### PROBLEM REQUIREMENTS:
Render every entry exactly as it appears.
>> Begin DATASET ROWS
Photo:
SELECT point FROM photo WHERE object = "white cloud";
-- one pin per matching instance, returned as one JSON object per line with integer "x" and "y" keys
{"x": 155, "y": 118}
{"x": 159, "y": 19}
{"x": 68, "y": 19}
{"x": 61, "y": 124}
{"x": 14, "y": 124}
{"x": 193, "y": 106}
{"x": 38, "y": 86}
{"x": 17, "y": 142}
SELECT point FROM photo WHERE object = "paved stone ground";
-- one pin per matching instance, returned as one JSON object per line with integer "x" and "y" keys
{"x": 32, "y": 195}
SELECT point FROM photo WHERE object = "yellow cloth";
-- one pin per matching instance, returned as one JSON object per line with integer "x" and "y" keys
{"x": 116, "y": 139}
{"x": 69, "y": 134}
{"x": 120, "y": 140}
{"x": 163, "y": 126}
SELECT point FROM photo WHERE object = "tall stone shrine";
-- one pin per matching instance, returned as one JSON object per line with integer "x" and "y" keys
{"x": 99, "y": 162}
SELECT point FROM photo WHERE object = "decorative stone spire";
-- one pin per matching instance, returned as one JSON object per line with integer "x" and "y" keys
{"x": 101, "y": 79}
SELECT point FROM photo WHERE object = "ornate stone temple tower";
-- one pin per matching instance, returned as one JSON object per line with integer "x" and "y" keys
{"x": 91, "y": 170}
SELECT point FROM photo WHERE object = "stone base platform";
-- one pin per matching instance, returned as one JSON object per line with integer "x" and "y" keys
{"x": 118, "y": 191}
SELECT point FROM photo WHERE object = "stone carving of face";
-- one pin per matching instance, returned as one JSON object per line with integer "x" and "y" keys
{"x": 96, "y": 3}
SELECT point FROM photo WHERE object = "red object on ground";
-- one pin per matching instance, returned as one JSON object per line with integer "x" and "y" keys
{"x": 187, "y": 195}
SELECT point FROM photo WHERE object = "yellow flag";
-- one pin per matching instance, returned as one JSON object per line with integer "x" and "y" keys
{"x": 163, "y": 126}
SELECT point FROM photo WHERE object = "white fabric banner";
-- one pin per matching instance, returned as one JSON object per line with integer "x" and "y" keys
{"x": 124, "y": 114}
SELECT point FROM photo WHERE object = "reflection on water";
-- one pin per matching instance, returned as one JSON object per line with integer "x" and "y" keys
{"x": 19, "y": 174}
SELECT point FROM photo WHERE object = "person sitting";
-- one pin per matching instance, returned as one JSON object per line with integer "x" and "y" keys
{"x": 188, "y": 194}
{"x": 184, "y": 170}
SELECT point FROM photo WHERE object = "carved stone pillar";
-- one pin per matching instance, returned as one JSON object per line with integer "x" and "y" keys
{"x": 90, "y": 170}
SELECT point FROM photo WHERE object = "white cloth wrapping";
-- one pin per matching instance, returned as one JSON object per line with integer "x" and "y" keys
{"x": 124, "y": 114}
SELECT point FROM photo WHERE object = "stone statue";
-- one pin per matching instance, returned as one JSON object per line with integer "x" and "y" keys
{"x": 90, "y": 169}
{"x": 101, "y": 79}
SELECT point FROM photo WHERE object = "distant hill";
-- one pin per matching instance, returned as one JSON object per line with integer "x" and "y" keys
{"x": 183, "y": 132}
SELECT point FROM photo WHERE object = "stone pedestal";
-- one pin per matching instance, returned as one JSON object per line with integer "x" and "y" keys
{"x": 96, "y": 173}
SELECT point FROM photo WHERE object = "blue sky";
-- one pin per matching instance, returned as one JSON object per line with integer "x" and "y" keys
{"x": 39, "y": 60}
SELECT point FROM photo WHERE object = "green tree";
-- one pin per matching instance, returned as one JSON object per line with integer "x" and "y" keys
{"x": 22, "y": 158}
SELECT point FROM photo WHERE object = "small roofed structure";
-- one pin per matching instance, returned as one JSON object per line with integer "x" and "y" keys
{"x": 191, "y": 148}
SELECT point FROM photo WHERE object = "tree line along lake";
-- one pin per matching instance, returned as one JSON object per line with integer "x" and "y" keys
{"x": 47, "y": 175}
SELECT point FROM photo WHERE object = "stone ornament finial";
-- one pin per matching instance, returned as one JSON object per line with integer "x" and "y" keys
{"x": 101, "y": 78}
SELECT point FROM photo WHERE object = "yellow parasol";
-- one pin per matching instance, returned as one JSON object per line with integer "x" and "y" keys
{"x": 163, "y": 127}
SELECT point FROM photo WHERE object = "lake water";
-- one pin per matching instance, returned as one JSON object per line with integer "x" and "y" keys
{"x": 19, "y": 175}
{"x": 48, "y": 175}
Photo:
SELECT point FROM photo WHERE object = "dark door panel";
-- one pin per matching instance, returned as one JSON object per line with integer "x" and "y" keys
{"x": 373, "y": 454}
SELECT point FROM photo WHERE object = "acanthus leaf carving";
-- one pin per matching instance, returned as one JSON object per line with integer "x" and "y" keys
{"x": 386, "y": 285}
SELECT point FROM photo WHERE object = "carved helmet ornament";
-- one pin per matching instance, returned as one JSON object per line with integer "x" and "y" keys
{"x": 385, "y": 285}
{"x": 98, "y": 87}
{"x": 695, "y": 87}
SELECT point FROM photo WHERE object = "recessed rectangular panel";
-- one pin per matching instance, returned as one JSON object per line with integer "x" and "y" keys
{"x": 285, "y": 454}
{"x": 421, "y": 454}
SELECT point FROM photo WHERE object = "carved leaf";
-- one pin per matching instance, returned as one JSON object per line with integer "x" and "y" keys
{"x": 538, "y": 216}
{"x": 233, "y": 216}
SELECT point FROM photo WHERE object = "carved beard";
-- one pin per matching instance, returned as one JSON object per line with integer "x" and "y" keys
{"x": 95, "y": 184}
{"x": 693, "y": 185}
>> End DATASET ROWS
### FULL OUTPUT:
Photo:
SELECT point FROM photo WHERE object = "white cloud";
-- one pin per matching instance, returned as one JSON object per line with integer "x" and "y" keys
{"x": 155, "y": 118}
{"x": 159, "y": 19}
{"x": 68, "y": 19}
{"x": 61, "y": 124}
{"x": 14, "y": 124}
{"x": 193, "y": 106}
{"x": 38, "y": 86}
{"x": 17, "y": 142}
SELECT point FROM photo WHERE object = "paved stone ground";
-- one pin per matching instance, returned as one JSON object per line with integer "x" and "y" keys
{"x": 32, "y": 195}
SELECT point FROM photo WHERE object = "yellow cloth";
-- one pin per matching instance, returned as one JSON object per line with integer "x" and "y" keys
{"x": 116, "y": 139}
{"x": 69, "y": 134}
{"x": 120, "y": 140}
{"x": 163, "y": 126}
SELECT point FROM photo WHERE object = "tall stone shrine";
-- one pin per matching instance, returned as one JSON object per line with integer "x" and "y" keys
{"x": 99, "y": 162}
SELECT point FROM photo WHERE object = "decorative stone spire";
-- one pin per matching instance, returned as one JSON object per line with integer "x" and "y" keys
{"x": 101, "y": 79}
SELECT point FROM photo WHERE object = "ornate stone temple tower";
-- one pin per matching instance, returned as one JSON object per line with integer "x" and "y" keys
{"x": 91, "y": 170}
SELECT point FROM photo WHERE object = "stone base platform";
-- one pin per matching instance, returned as one JSON object per line with integer "x" and "y" keys
{"x": 118, "y": 191}
SELECT point FROM photo WHERE object = "stone carving of face";
-- one pin per matching instance, returned as one JSON object per line with integer "x" and "y" keys
{"x": 96, "y": 3}
SELECT point FROM photo WHERE object = "red object on ground";
-- one pin per matching instance, returned as one JSON object per line with integer "x" and "y" keys
{"x": 187, "y": 195}
SELECT point FROM photo WHERE object = "yellow flag";
-- one pin per matching instance, returned as one JSON object per line with integer "x" and "y" keys
{"x": 163, "y": 126}
SELECT point FROM photo WHERE object = "white fabric banner";
-- one pin per matching instance, returned as one JSON object per line with integer "x" and "y" keys
{"x": 124, "y": 114}
SELECT point FROM photo WHERE object = "reflection on water";
-- one pin per matching instance, returned as one JSON object per line with integer "x" and "y" keys
{"x": 19, "y": 174}
SELECT point FROM photo WHERE object = "person sitting";
-- one pin per matching instance, returned as one JSON object per line with integer "x" and "y" keys
{"x": 188, "y": 194}
{"x": 184, "y": 170}
SELECT point FROM photo WHERE object = "carved stone pillar";
-- one pin per matching instance, returned as one JSON object per line with integer "x" and "y" keys
{"x": 90, "y": 170}
SELECT point FROM photo WHERE object = "white cloth wrapping";
-- one pin per matching instance, returned as one JSON object per line with integer "x" and "y" keys
{"x": 124, "y": 114}
SELECT point FROM photo WHERE object = "stone statue";
-- one pin per matching instance, returned as one JSON object per line with integer "x" and "y" keys
{"x": 90, "y": 169}
{"x": 101, "y": 79}
SELECT point FROM photo WHERE object = "distant hill";
-- one pin per matching instance, returned as one JSON object per line with integer "x" and "y" keys
{"x": 183, "y": 132}
SELECT point FROM photo WHERE object = "stone pedestal";
-- one pin per matching instance, returned as one JSON object per line with integer "x" and "y" keys
{"x": 96, "y": 173}
SELECT point FROM photo WHERE object = "blue sky";
-- one pin per matching instance, returned as one JSON object per line with integer "x" and "y" keys
{"x": 39, "y": 60}
SELECT point FROM photo WHERE object = "green tree";
-- one pin per matching instance, returned as one JSON object per line with integer "x" and "y" keys
{"x": 22, "y": 158}
SELECT point FROM photo WHERE object = "small roofed structure";
-- one pin per matching instance, returned as one JSON object per line with integer "x" and "y" keys
{"x": 191, "y": 148}
SELECT point FROM photo WHERE object = "tree line along lake";
-- one pin per matching instance, returned as one JSON object per line with integer "x" and "y" keys
{"x": 47, "y": 175}
SELECT point FROM photo WHERE object = "stone ornament finial";
-- one pin per matching instance, returned as one JSON object per line with integer "x" and "y" keys
{"x": 101, "y": 78}
SELECT point FROM photo WHERE object = "yellow parasol";
-- one pin per matching instance, returned as one JSON object per line with integer "x" and "y" keys
{"x": 163, "y": 127}
SELECT point FROM photo WHERE object = "lake water";
-- one pin per matching instance, returned as one JSON object per line with integer "x" and "y" keys
{"x": 19, "y": 175}
{"x": 48, "y": 175}
Photo:
SELECT point FROM photo WHERE object = "dark door panel";
-- one pin per matching instance, returned as one JSON object per line with integer "x" and "y" keys
{"x": 373, "y": 454}
SELECT point FROM photo WHERE object = "acanthus leaf carving";
-- one pin per matching instance, returned as one JSON object per line with integer "x" and "y" keys
{"x": 386, "y": 285}
SELECT point FROM photo WHERE object = "carved helmet ornament";
-- one pin per matching instance, returned as one JSON object per line with integer "x" and "y" keys
{"x": 385, "y": 285}
{"x": 98, "y": 87}
{"x": 695, "y": 87}
SELECT point FROM photo WHERE object = "recessed rectangular panel";
-- one pin per matching instance, returned as one JSON object per line with integer "x" and "y" keys
{"x": 285, "y": 454}
{"x": 421, "y": 454}
SELECT point FROM photo WHERE object = "carved leaf";
-- one pin per matching instance, returned as one JSON object per line with integer "x" and "y" keys
{"x": 538, "y": 216}
{"x": 233, "y": 216}
SELECT point FROM photo WHERE object = "carved beard";
-- one pin per matching instance, returned as one JSON object per line with integer "x" and "y" keys
{"x": 95, "y": 184}
{"x": 693, "y": 185}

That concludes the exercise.